= Beginning of Section =

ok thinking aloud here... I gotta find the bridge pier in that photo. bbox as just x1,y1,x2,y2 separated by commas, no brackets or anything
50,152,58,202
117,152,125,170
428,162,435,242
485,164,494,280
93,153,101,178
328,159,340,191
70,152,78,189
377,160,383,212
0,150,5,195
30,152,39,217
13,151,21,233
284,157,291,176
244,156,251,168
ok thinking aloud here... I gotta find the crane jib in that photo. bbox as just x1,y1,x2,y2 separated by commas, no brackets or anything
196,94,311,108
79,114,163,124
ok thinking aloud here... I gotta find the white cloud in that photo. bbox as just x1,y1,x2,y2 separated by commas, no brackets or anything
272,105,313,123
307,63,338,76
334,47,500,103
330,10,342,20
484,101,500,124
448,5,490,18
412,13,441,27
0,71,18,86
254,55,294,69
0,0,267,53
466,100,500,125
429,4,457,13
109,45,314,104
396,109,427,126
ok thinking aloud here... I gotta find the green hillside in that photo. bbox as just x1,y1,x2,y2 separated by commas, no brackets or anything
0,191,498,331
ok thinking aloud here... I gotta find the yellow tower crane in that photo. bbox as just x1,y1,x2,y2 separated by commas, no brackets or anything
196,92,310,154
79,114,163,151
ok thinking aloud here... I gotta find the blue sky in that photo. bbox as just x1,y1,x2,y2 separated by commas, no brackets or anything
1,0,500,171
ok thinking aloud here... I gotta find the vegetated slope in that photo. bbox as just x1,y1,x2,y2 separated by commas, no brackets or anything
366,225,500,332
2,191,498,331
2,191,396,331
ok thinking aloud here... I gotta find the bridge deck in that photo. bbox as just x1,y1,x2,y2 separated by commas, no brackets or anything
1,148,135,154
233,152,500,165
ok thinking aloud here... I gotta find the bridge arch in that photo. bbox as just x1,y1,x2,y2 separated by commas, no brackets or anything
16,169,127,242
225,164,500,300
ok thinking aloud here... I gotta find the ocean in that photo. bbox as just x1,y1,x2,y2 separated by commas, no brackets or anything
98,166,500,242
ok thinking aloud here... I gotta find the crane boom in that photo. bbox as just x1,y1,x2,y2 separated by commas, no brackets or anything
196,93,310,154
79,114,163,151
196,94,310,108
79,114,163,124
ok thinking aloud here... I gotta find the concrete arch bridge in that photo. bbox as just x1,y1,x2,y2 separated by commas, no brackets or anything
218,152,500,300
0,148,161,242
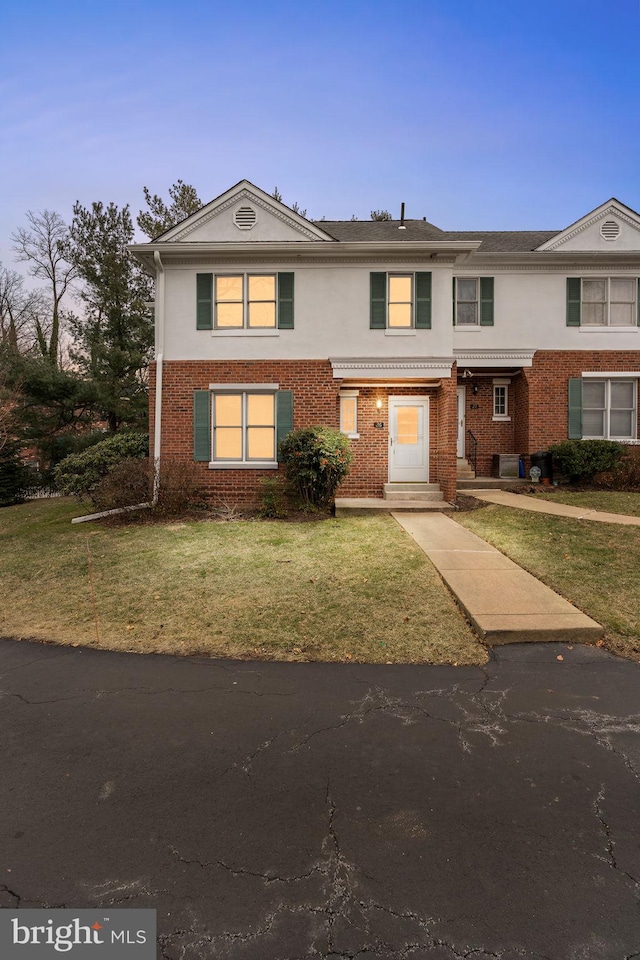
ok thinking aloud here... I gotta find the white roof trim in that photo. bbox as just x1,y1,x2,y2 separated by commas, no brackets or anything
536,199,640,251
330,357,454,379
455,349,536,368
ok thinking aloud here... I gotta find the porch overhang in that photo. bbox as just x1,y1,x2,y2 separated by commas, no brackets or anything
330,357,455,381
455,349,536,371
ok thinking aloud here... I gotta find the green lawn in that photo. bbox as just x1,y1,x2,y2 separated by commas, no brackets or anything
523,489,640,517
0,499,484,665
457,505,640,661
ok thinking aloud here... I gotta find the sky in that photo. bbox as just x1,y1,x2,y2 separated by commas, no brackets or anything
1,0,640,269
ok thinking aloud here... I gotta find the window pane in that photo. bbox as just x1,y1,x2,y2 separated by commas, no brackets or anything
582,303,605,325
610,411,633,438
456,302,478,325
494,386,506,415
457,278,477,302
610,279,635,302
389,276,411,302
397,406,419,444
583,381,605,408
340,397,356,434
216,276,243,301
611,381,635,409
610,303,634,326
215,394,242,427
247,428,275,459
248,275,275,300
217,303,243,327
582,410,605,437
247,394,275,426
582,280,605,302
248,302,276,327
215,428,242,459
388,303,412,327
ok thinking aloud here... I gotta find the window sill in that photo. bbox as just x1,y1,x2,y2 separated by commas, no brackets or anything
579,326,639,333
384,329,416,336
492,415,511,422
454,325,483,332
212,329,280,337
343,433,360,439
208,461,279,470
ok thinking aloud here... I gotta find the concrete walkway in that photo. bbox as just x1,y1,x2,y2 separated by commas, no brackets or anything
466,488,640,525
394,512,603,645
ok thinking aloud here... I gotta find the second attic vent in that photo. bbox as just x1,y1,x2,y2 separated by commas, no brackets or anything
600,219,621,240
234,205,257,230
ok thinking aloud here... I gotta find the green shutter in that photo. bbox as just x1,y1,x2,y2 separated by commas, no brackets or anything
452,277,456,325
480,277,494,326
415,272,432,328
566,278,581,327
196,273,213,330
370,272,387,328
193,390,211,461
567,378,583,439
276,390,294,460
637,279,640,326
277,273,294,329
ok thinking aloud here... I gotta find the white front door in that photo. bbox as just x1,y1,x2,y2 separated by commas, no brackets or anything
456,386,466,458
388,397,429,482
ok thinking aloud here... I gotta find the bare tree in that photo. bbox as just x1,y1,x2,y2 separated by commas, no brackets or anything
11,210,76,366
0,264,50,354
370,210,392,221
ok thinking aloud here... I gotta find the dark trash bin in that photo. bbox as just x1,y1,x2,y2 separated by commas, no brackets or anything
530,451,553,483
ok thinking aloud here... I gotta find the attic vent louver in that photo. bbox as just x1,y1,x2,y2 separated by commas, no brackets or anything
600,219,621,241
234,206,257,230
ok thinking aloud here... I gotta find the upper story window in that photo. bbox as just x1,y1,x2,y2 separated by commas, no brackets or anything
216,275,276,329
582,278,637,327
370,272,432,329
196,273,294,331
567,277,639,327
453,277,494,326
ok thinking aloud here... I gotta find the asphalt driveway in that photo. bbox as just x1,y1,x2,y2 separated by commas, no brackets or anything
0,638,639,959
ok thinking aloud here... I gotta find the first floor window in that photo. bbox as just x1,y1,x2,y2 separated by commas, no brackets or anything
339,392,359,437
582,380,637,439
215,274,276,329
213,392,276,461
493,384,507,417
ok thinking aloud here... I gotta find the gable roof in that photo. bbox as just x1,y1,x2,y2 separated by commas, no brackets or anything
535,198,640,251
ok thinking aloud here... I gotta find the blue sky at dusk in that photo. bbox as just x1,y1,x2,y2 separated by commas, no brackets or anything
1,0,639,263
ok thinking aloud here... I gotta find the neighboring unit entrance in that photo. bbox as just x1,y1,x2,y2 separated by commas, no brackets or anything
456,386,466,458
388,397,429,482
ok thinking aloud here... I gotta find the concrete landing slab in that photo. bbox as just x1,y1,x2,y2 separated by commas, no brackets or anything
335,498,453,516
466,489,640,526
394,512,603,645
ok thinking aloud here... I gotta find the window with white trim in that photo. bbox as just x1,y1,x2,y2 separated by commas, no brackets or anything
339,391,359,438
388,275,413,328
492,378,511,421
582,278,637,327
456,278,479,325
215,274,276,329
213,391,276,462
582,380,637,439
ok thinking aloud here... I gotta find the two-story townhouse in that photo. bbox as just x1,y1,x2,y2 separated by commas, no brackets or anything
130,180,640,507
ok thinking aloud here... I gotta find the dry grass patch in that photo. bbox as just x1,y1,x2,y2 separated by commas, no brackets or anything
523,489,640,517
0,499,485,664
457,505,640,662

= End of Section =

### WHAT THIS TASK INVOLVES
Above are records with pictures; repeat the records exactly and leave the pictures out.

### EXERCISE SOLUTION
ok thinking aloud here... I gotta find the bridge pier in that photo. bbox as just x1,y1,x2,y2 separated by commas, no brackets or anything
50,152,58,202
117,152,125,170
428,162,435,242
485,164,494,280
93,153,101,178
328,159,340,191
70,152,78,189
377,160,383,212
0,150,5,195
30,152,39,217
13,151,21,233
284,157,291,176
244,156,251,168
ok thinking aloud here... I gotta find the crane jib in that photo. bbox as just x1,y1,x2,y2 separated by commas, no brackets or anything
196,94,311,108
79,114,163,124
ok thinking aloud here... I gotta find the white cloud in that photo. bbox as just x1,y1,x2,y2 separated by commas, no brackets or anything
272,105,313,123
307,63,338,76
334,47,500,103
330,10,342,20
484,101,500,124
448,5,490,18
412,13,441,27
0,71,18,86
254,55,294,69
0,0,267,53
466,100,500,125
429,4,457,13
109,45,314,104
396,109,427,126
ok thinking aloud here... I gotta find the green hillside in that photo. bbox as just x1,y1,x2,y2 separated by commas, no brackets or anything
0,191,498,331
ok thinking aloud here... I gotta find the yellow tower crane in that photo. bbox as just x1,y1,x2,y2 separated by commas, no brackets or anything
196,92,310,154
79,114,163,151
ok thinking aloud here... I gotta find the blue sky in that photo. bbox as just x1,y1,x2,y2 separated by commas, no brackets or anything
1,0,500,171
ok thinking aloud here... I gotta find the vegetated slope in that photo. bbox as just x1,y1,x2,y2 separated by commas, no brackets or anything
366,225,500,332
2,191,498,331
2,191,396,331
ok thinking aloud here... I gotta find the bridge deck in that photo. bbox as just x1,y1,x2,y2 separated by commas, no brackets or anything
1,148,135,154
233,152,500,165
ok thinking aloud here... I gotta find the bridge arch in that photo. bbox as just x1,y1,x2,y2 separated by commas, no brackets or anything
16,169,127,242
225,164,500,300
ok thinking aloud here... I gotta find the ocean in that photo. bbox as just x1,y1,x2,y2 separated by commas, no brackets or anything
98,166,500,242
ok thinking aloud here... I gotta find the crane boom in that photo. bbox as just x1,y1,x2,y2 separated by commas, no brackets or anything
196,93,310,154
79,114,163,151
196,94,310,108
79,114,163,124
ok thinking aloud here... I gotta find the concrete arch bridge in that photo. bbox as just x1,y1,x2,y2 separated by commas, no brackets or anything
218,152,500,300
0,148,161,242
ok thinking aloud here... I gotta find the white roof trim in that photo. bbox as just x1,y1,x2,y2 separated by commas, no brackets or anything
536,199,640,251
330,357,454,379
455,349,536,368
ok thinking aloud here... I gotta find the porch overhang in that photo. bbox as just x1,y1,x2,y2 separated by commas, no brackets or anything
330,357,455,381
455,349,536,371
ok thinking aloud here... I gotta find the green lawn in that photo. bbox as just x1,y1,x2,y2 separated by commas, no brackets or anything
523,489,640,517
0,499,484,665
457,505,640,661
ok thinking aloud here... I gotta find the sky in that photo. bbox as just x1,y1,x2,y2 separated by commas, no brackets or anything
1,0,640,269
ok thinking aloud here... I gotta find the window pane in that photo. bbox as just x1,y1,x2,y2 separated by commas, no brackets or anything
582,303,605,325
610,411,633,438
456,302,478,325
494,386,506,415
457,278,477,302
610,279,635,302
389,276,411,302
397,406,419,444
583,381,605,408
340,397,356,434
216,276,243,301
611,381,635,409
610,303,634,326
215,394,242,427
247,428,275,459
248,275,275,300
217,303,243,327
582,410,605,437
247,394,275,426
582,280,605,302
248,302,276,327
215,428,242,459
388,303,412,327
ok thinking aloud here... I gotta find the window sill in that photo. bbox as just x1,y1,x2,y2 separated by commas, no brackets or anything
579,326,639,333
384,329,416,336
492,415,511,422
454,325,483,332
212,329,280,337
343,433,360,439
208,461,279,470
ok thinking aloud here... I gotta find the concrete walkway in that photo. bbox as just x1,y1,x2,y2 separated by commas, no brackets or anything
466,488,640,525
394,512,603,645
ok thinking aloud here... I gotta find the second attic vent in that photo. bbox as just x1,y1,x2,y2 separated by commas, no brackets or anything
600,219,621,240
234,205,257,230
ok thinking aloud here... I gotta find the green shutter in that photo. bbox as just x1,y1,x2,y2 separated by commas, no brackets or anything
452,277,456,325
480,277,494,326
415,272,432,328
566,278,581,327
196,273,213,330
370,272,387,328
193,390,211,461
567,378,583,439
276,390,294,460
637,279,640,326
277,273,294,329
ok thinking aloud here... I gotta find the white front door in that photo. bbox as just x1,y1,x2,y2 separated by commas, no brackets or anything
456,386,466,458
388,397,429,482
ok thinking aloud here... I gotta find the bare tree in that photo. bbox as just x1,y1,x2,y2 separated by commas, no brackets or anything
11,210,76,366
0,264,50,354
370,210,392,221
ok thinking aloud here... I gotta find the dark trash bin in that photo. bbox as just x1,y1,x2,y2 separated by commas, no brackets or anything
530,451,553,483
ok thinking aloud here... I gotta find the attic vent louver in that photo. bbox as just x1,y1,x2,y2 separated by commas, no brackets or anything
600,219,621,241
234,206,257,230
ok thinking aloud here... I gotta find the upper story window in that photo. bbox as just x1,y1,x2,y2 separated by commas, no brackets or anything
216,275,276,329
582,278,637,327
370,272,432,329
196,273,294,331
567,277,639,327
453,277,494,326
ok thinking aloud here... I gotta find the asphalt driveway in that photo. bbox as just x1,y1,x2,y2 separated by commas, no brackets or anything
0,638,639,959
ok thinking aloud here... I gotta find the first floor window in that photo. bbox as just x1,y1,x2,y2 separated by commas, no brackets or anything
339,392,359,437
582,380,637,439
215,274,276,329
213,392,276,461
493,384,507,417
ok thinking aloud here... I gotta find the gable roof in that photo. bbox as just x1,y1,x2,y2 separated by commas, no brackets or anything
535,198,640,251
ok thinking aloud here... I gotta find the blue sky at dusk in that photo. bbox as just x1,y1,x2,y2 separated by commas, no brackets or anything
1,0,639,263
ok thinking aloud here... I gotta find the neighboring unit entrance in that photo. bbox as just x1,y1,x2,y2 separated by commas, no brackets or anything
456,386,466,458
388,397,429,482
ok thinking aloud here... I gotta find the concrete landing slab in that photo. bbox as just x1,y1,x2,y2 separated by commas, no brackets or anything
335,498,453,516
466,489,640,526
394,512,603,645
ok thinking aloud here... I gotta find the window with white trim in that photo. bbox as just x1,y1,x2,y2 separated by commas, no brackets or anything
339,391,359,438
388,275,413,328
492,378,511,421
582,278,637,327
456,278,479,325
215,274,276,329
213,391,276,462
582,380,637,439
ok thinking aloud here... I gotta find the two-story townhouse in that photo. bbox as just x1,y1,x2,y2 separated by commas, no brackets or anything
130,180,640,507
ok thinking aloud here... I gotta find the dry grass patch in that photo. bbox as just x1,y1,x2,y2 separated by commas, no brackets or anything
523,489,640,517
0,499,485,664
457,505,640,662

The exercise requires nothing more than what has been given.